Items from a data collection:
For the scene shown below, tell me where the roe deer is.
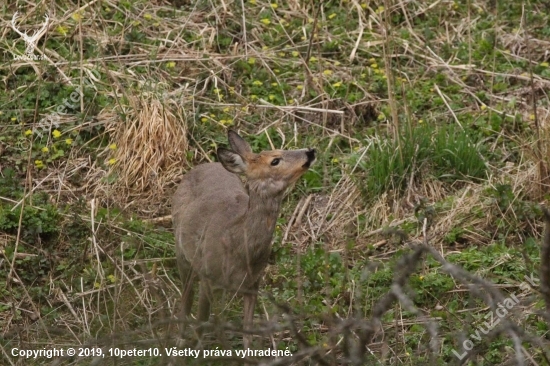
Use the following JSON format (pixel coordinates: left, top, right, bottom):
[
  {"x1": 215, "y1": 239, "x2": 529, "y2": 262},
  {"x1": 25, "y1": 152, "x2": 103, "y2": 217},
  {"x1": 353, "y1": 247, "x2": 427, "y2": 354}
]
[{"x1": 172, "y1": 130, "x2": 315, "y2": 348}]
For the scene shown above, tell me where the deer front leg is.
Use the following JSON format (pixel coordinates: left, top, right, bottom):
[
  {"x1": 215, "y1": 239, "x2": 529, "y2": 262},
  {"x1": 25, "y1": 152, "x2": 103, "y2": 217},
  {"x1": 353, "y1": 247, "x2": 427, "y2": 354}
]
[{"x1": 243, "y1": 289, "x2": 258, "y2": 349}]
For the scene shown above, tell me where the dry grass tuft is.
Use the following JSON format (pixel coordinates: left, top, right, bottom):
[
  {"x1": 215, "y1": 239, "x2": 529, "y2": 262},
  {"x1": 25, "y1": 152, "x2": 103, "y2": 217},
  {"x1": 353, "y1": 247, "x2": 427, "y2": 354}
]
[{"x1": 102, "y1": 97, "x2": 188, "y2": 212}]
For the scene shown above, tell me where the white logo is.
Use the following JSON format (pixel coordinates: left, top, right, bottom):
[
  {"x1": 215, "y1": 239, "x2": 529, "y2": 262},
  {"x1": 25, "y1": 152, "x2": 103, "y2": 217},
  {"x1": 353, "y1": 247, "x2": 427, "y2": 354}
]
[{"x1": 11, "y1": 12, "x2": 50, "y2": 61}]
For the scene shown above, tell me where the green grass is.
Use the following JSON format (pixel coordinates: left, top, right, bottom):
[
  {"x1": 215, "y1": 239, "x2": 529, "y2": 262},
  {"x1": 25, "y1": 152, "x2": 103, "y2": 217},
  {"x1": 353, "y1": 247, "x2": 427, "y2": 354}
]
[{"x1": 0, "y1": 0, "x2": 550, "y2": 365}]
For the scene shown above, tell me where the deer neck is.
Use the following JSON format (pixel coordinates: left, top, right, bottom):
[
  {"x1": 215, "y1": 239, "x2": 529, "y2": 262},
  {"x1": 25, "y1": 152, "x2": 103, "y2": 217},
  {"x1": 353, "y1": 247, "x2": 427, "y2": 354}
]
[{"x1": 245, "y1": 181, "x2": 284, "y2": 257}]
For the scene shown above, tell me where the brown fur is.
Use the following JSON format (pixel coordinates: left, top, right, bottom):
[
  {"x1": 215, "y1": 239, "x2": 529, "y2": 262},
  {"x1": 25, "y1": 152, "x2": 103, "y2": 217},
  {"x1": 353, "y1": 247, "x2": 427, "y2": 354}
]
[{"x1": 172, "y1": 131, "x2": 315, "y2": 348}]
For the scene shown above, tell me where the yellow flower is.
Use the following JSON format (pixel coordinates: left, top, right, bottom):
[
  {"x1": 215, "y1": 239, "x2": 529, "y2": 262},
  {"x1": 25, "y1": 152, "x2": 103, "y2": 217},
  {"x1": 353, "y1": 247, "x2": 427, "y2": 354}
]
[{"x1": 55, "y1": 25, "x2": 67, "y2": 36}]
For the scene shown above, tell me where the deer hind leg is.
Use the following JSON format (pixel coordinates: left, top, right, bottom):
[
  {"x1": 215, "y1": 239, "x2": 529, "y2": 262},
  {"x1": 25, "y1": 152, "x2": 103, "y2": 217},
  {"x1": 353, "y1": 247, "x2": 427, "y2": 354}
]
[
  {"x1": 243, "y1": 283, "x2": 258, "y2": 349},
  {"x1": 198, "y1": 278, "x2": 212, "y2": 335},
  {"x1": 177, "y1": 255, "x2": 196, "y2": 338}
]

Exercise details:
Rewrite everything from the line containing "For the scene shown above, tell me where the deer neck" down to the end of the items, replacing "tell me where" with "indicate where" and leaving all else unchanged.

Result below:
For the scene shown above, indicate where the deer neck is.
Use the following JSON format (pixel coordinates: left, top, right, bottom):
[
  {"x1": 215, "y1": 239, "x2": 529, "y2": 262},
  {"x1": 25, "y1": 152, "x2": 103, "y2": 217},
  {"x1": 353, "y1": 247, "x2": 427, "y2": 354}
]
[{"x1": 245, "y1": 181, "x2": 284, "y2": 257}]
For the scene shown above, indicate where the brown fur is.
Use the following JSON format (pixel coordinates: left, top, right, bottom):
[
  {"x1": 215, "y1": 239, "x2": 529, "y2": 262},
  {"x1": 25, "y1": 152, "x2": 103, "y2": 217},
  {"x1": 353, "y1": 247, "x2": 427, "y2": 354}
]
[{"x1": 172, "y1": 131, "x2": 315, "y2": 348}]
For the scene shown above, indicate where the yellow flower is.
Use the following JSON format (pixel coordinates: left, top, right, bottom):
[
  {"x1": 215, "y1": 239, "x2": 529, "y2": 262},
  {"x1": 25, "y1": 152, "x2": 103, "y2": 217},
  {"x1": 353, "y1": 247, "x2": 427, "y2": 354}
]
[{"x1": 55, "y1": 25, "x2": 67, "y2": 36}]
For the scene shown above, indicate where the deer hind leg is.
Use the following JSON format (pixel coordinates: left, top, right, bottom):
[
  {"x1": 215, "y1": 239, "x2": 529, "y2": 262},
  {"x1": 25, "y1": 152, "x2": 103, "y2": 217},
  {"x1": 353, "y1": 247, "x2": 427, "y2": 354}
]
[
  {"x1": 243, "y1": 283, "x2": 258, "y2": 349},
  {"x1": 198, "y1": 278, "x2": 212, "y2": 335},
  {"x1": 177, "y1": 255, "x2": 196, "y2": 338}
]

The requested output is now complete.